| INSTRUCTIONS FOR THE TASK |
Exact copies of the line with "of the pupil" and of all lines after it through the end of the entries are required, and no other lines.

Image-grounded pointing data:
*** Begin section ***
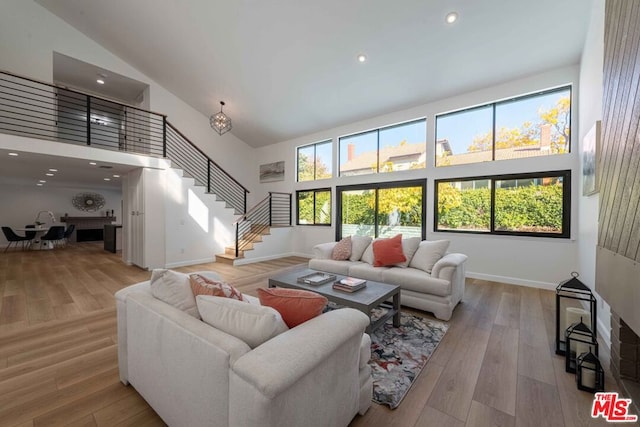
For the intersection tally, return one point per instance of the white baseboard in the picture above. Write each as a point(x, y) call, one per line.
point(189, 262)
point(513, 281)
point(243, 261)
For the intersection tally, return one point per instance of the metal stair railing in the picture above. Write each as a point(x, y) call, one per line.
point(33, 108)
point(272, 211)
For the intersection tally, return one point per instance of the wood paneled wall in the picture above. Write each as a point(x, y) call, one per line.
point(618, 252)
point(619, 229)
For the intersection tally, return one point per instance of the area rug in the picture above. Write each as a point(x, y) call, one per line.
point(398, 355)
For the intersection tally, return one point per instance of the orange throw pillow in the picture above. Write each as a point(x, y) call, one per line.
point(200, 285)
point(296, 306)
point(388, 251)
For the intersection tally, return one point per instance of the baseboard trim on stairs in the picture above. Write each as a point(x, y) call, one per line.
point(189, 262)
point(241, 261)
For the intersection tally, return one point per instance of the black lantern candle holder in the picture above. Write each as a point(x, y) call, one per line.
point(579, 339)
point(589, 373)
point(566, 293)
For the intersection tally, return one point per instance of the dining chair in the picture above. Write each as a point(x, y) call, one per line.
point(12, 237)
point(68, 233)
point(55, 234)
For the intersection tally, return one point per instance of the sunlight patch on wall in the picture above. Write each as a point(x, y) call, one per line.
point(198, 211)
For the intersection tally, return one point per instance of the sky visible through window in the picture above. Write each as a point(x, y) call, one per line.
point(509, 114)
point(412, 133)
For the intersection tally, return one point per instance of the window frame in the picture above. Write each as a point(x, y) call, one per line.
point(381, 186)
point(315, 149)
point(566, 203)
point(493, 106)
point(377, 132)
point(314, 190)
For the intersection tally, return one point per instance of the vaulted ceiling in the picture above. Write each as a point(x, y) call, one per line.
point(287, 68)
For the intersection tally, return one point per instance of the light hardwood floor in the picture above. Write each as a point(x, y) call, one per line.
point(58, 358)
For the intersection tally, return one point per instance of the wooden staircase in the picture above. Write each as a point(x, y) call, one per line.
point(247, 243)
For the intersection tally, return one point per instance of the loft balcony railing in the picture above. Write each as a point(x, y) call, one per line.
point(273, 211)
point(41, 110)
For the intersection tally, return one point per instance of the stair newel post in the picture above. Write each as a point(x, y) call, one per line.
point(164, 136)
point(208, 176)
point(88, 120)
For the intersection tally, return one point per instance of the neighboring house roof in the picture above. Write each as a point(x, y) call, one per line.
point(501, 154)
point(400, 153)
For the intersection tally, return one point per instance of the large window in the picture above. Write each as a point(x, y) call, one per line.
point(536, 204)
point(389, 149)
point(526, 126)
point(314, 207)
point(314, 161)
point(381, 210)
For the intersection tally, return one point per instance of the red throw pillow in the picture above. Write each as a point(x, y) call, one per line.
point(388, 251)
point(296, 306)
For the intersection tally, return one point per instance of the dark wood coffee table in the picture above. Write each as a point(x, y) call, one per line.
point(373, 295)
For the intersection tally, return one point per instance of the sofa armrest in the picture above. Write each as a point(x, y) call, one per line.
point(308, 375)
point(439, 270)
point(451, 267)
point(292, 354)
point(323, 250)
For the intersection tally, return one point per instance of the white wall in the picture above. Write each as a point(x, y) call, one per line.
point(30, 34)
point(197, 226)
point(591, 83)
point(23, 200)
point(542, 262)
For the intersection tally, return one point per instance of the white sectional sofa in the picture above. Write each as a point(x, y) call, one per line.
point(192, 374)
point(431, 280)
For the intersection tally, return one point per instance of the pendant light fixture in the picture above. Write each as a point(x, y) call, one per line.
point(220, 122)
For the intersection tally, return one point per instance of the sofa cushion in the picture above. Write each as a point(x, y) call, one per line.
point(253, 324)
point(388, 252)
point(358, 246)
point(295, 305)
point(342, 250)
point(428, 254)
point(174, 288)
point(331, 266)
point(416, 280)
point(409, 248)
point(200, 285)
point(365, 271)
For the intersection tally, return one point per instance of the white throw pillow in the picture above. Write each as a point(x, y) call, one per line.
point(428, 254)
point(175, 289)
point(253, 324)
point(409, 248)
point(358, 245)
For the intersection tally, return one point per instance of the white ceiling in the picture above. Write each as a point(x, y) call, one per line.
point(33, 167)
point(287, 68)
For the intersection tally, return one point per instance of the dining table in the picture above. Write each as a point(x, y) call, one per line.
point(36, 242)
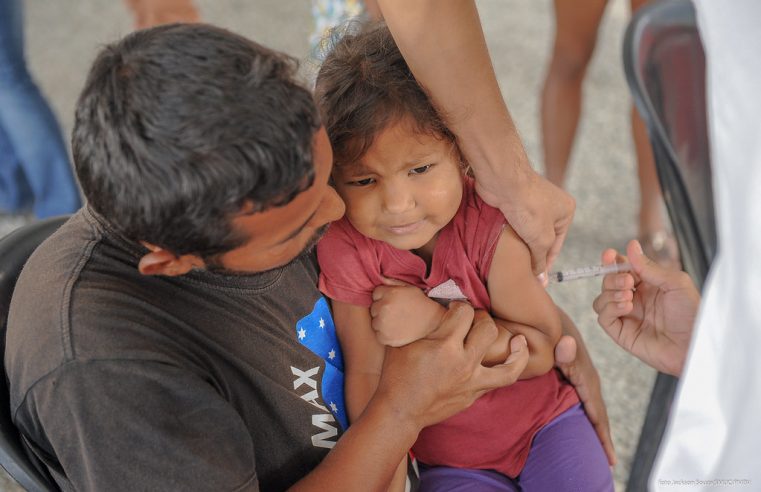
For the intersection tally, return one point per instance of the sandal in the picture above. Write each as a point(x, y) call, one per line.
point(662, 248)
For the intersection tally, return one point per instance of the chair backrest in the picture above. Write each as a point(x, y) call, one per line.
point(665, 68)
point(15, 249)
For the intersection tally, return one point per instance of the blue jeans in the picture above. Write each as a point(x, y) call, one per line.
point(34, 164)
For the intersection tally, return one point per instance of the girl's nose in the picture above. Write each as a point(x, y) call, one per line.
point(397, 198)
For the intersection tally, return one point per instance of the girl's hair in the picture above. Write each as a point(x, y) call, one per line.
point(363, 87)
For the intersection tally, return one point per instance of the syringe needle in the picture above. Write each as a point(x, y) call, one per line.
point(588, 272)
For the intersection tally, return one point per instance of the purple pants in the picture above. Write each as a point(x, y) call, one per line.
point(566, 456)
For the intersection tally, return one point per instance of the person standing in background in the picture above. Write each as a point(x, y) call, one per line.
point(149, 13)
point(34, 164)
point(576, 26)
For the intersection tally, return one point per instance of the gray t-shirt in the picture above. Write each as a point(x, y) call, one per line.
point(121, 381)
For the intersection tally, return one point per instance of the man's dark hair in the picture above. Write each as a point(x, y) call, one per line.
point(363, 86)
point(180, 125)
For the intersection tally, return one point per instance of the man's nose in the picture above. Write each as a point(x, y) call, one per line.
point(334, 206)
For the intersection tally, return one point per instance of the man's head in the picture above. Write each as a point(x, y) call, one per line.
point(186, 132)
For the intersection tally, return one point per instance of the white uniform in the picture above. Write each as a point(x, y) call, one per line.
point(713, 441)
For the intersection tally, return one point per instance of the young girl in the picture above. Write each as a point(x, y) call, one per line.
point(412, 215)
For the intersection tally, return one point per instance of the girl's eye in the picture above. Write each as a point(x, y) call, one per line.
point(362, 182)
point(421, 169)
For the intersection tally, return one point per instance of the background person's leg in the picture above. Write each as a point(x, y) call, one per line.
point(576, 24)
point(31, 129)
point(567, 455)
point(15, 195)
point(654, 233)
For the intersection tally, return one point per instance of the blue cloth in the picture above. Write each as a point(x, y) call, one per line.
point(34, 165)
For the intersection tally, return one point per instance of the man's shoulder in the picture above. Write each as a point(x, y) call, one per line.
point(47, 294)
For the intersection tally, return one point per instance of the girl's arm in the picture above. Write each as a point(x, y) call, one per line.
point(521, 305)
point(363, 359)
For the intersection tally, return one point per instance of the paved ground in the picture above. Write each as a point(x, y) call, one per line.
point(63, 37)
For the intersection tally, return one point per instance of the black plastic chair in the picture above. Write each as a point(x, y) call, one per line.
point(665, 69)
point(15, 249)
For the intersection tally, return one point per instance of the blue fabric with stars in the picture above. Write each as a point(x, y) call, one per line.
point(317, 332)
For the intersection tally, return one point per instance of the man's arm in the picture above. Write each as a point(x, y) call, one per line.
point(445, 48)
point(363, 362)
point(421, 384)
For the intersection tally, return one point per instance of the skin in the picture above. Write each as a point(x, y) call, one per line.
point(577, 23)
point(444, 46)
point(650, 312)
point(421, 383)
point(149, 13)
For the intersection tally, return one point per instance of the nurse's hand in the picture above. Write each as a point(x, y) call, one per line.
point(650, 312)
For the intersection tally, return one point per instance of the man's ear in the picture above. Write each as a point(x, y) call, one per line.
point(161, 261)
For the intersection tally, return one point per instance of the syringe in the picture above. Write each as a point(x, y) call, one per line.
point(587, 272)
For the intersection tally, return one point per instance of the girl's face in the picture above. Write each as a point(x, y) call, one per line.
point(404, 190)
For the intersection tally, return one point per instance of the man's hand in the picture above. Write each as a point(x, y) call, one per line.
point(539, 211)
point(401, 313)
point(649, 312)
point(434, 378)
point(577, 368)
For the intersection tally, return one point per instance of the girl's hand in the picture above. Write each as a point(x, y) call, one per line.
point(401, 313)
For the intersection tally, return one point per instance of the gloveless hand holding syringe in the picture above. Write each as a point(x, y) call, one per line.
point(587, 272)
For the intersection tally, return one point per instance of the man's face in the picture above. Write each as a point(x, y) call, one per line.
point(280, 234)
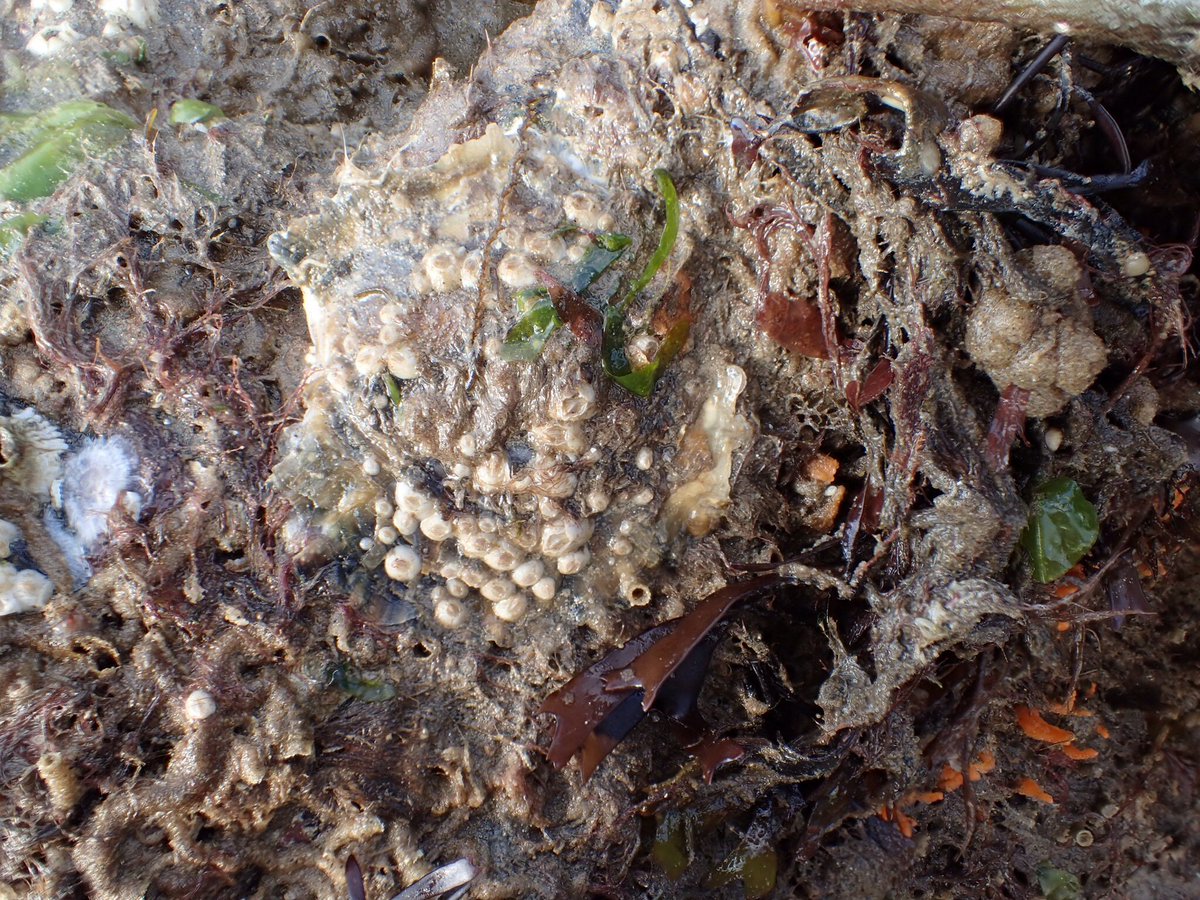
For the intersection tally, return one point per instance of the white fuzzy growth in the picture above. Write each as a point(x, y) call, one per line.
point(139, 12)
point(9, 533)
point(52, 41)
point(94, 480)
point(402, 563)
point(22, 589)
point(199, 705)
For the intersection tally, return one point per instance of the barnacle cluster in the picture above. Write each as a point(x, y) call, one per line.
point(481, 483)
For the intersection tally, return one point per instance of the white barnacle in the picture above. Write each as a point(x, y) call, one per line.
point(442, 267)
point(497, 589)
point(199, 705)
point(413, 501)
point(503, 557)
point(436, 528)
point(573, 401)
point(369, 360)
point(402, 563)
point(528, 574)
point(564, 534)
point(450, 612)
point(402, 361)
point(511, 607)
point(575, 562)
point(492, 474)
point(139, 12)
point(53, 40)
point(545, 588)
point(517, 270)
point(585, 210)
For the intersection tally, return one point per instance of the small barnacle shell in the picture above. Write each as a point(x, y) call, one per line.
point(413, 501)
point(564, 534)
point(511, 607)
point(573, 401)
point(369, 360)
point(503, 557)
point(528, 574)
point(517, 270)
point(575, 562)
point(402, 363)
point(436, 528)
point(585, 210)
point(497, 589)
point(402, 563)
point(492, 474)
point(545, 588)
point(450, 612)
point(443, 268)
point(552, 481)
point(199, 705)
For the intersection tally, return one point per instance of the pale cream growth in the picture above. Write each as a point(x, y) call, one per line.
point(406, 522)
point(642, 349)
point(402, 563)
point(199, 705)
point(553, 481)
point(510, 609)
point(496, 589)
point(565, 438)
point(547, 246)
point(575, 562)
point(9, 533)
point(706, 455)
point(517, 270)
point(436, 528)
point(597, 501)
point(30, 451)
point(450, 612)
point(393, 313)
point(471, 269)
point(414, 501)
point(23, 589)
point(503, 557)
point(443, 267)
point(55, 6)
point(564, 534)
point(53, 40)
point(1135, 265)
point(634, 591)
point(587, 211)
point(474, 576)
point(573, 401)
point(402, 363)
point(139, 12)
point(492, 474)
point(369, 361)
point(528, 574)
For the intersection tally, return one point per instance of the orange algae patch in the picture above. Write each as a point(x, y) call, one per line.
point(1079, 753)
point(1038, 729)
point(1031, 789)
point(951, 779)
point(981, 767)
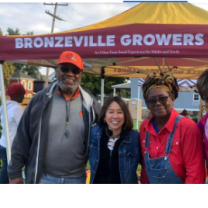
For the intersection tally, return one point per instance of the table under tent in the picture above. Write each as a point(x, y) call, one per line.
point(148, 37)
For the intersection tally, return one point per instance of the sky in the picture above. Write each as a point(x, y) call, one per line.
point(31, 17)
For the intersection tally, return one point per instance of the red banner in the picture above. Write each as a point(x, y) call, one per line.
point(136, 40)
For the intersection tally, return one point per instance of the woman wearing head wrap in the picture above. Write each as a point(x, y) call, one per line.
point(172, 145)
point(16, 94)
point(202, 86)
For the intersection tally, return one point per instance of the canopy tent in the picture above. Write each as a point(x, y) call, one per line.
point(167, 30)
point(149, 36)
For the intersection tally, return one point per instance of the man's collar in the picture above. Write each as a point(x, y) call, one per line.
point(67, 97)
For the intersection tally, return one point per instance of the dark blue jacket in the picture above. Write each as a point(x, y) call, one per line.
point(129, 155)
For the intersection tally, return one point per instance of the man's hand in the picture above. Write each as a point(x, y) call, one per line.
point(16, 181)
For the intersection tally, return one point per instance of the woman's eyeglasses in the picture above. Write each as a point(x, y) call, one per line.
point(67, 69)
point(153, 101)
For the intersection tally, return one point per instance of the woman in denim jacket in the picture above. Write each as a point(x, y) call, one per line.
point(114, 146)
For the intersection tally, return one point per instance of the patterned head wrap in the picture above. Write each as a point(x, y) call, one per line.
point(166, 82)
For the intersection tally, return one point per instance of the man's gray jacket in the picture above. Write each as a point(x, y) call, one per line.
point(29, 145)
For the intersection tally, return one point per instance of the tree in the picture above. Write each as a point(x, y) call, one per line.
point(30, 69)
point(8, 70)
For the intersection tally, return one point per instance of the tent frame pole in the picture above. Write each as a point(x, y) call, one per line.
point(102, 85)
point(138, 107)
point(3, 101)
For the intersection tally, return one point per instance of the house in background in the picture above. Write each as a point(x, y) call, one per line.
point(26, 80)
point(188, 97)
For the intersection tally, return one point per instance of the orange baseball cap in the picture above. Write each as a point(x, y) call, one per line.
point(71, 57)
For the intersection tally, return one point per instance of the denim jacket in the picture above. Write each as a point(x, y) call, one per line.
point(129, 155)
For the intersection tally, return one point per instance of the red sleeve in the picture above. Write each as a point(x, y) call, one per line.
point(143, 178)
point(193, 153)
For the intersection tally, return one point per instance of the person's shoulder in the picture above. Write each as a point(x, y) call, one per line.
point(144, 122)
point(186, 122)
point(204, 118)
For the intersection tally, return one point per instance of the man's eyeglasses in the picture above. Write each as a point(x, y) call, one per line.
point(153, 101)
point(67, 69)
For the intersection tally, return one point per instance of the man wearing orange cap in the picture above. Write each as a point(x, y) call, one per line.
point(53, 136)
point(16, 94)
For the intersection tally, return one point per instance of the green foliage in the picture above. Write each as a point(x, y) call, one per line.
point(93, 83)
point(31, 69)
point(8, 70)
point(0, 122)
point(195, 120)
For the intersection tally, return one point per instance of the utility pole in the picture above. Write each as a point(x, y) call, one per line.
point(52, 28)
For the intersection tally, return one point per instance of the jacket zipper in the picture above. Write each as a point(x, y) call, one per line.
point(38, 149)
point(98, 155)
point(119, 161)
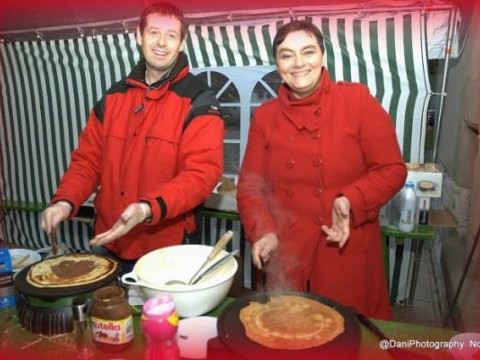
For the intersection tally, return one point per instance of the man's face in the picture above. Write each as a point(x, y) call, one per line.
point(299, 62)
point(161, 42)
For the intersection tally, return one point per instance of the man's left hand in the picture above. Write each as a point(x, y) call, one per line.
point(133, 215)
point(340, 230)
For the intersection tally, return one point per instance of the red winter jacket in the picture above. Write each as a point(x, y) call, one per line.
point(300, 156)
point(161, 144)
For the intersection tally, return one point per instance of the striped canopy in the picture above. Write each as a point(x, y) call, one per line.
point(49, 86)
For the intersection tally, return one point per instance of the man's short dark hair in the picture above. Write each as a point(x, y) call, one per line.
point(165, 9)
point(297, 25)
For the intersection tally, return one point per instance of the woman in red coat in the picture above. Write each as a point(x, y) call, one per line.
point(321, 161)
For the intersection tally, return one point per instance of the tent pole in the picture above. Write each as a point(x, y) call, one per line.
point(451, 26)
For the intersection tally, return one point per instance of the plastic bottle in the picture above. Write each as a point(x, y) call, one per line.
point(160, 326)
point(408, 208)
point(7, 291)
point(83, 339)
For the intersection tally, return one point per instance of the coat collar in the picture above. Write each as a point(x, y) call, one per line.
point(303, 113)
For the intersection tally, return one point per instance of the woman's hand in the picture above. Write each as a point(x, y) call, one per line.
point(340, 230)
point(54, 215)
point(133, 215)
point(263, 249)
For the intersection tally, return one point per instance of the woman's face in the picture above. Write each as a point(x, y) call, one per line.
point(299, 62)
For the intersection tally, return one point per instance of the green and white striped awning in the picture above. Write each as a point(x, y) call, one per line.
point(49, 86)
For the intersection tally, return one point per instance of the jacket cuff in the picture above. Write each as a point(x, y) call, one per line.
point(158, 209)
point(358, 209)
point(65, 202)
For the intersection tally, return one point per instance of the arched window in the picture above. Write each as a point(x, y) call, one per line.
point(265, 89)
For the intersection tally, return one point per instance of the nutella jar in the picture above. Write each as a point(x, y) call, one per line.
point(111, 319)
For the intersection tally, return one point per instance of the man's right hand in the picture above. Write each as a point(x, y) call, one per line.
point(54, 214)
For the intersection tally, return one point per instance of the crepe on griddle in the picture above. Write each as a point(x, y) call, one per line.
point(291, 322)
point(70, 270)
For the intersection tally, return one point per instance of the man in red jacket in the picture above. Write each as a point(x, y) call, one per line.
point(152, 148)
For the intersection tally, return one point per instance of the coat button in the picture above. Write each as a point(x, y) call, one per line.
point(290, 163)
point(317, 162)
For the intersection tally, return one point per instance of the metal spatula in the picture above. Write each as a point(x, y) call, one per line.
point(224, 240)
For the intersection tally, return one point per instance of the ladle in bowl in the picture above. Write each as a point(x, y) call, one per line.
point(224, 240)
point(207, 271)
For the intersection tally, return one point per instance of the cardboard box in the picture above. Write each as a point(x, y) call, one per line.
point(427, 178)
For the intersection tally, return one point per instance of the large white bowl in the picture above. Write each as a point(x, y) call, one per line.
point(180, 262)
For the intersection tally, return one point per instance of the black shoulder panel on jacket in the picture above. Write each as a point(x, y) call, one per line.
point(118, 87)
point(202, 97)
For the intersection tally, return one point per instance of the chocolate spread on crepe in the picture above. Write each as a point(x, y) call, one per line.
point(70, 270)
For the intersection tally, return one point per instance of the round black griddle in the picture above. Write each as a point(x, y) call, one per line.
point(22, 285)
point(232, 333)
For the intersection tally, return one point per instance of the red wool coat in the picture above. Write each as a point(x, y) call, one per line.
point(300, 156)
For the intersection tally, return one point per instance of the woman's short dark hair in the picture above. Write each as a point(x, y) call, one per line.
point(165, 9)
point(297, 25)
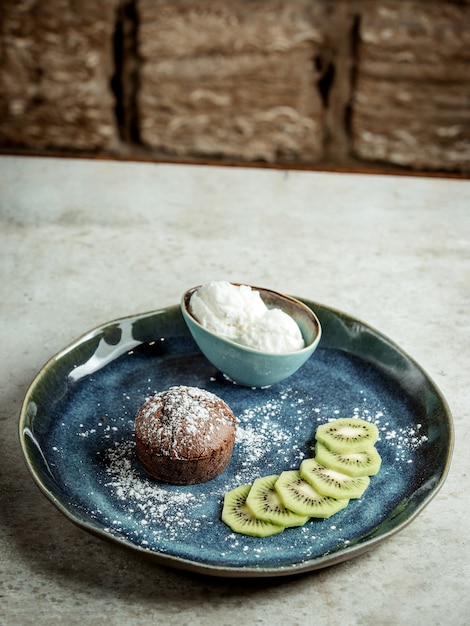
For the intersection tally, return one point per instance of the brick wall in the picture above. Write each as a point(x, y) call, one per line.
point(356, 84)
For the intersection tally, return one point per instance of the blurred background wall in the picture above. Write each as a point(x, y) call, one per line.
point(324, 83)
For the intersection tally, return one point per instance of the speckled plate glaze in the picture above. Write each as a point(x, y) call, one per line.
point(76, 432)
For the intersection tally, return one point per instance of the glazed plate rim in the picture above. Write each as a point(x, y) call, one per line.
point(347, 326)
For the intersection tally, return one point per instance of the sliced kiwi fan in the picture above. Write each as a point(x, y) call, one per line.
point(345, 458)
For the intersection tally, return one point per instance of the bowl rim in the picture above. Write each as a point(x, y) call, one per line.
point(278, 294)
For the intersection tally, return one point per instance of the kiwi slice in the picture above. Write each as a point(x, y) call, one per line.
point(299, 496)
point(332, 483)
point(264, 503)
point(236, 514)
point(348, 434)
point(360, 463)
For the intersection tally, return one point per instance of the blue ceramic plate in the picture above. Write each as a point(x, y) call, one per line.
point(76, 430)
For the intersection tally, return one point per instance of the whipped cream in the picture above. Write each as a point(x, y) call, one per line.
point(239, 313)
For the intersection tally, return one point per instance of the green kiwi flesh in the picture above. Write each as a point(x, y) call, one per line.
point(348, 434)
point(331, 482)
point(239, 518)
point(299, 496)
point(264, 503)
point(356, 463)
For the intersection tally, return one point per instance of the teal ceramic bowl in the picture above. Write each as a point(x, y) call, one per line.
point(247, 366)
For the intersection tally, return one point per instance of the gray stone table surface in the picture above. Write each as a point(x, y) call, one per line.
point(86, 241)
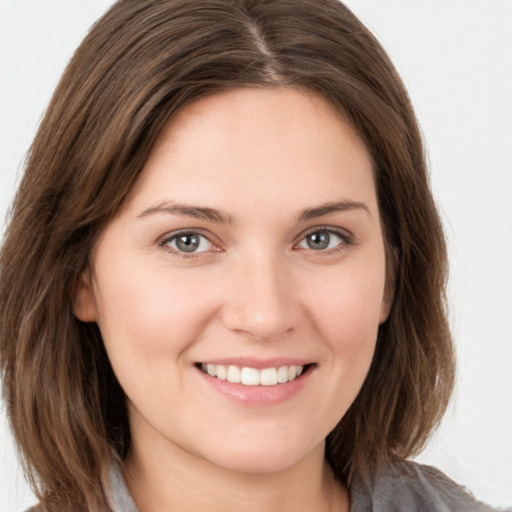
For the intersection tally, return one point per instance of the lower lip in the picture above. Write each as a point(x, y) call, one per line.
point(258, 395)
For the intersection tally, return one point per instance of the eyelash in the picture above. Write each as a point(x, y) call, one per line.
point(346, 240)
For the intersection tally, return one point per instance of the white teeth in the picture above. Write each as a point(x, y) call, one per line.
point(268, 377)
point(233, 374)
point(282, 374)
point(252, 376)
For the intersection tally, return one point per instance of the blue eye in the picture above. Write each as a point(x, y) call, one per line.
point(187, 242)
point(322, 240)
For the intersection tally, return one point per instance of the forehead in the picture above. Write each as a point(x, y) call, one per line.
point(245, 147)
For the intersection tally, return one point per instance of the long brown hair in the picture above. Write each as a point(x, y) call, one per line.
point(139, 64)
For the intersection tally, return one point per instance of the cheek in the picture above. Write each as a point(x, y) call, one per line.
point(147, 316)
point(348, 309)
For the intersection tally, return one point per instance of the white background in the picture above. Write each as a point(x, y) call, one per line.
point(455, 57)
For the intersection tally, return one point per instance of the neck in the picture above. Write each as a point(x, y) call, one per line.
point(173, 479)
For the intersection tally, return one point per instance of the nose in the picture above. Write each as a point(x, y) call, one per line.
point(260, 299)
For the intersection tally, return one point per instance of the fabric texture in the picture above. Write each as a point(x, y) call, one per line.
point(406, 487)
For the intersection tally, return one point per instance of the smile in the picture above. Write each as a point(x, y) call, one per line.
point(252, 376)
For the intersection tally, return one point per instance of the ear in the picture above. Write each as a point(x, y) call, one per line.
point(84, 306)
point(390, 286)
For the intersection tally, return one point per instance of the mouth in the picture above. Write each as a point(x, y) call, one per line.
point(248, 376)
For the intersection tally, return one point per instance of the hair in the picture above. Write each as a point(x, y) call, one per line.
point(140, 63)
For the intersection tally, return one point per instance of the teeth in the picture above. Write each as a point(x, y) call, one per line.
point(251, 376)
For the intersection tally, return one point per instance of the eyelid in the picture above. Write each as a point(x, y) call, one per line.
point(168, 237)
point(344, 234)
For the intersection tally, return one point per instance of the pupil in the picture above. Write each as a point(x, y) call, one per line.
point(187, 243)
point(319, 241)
*** End section ***
| OUTPUT BELOW |
For the intersection tally, return one point per instance of the pupil in the picture above. Write each as a point(x, y) call, one per line.
point(187, 243)
point(319, 241)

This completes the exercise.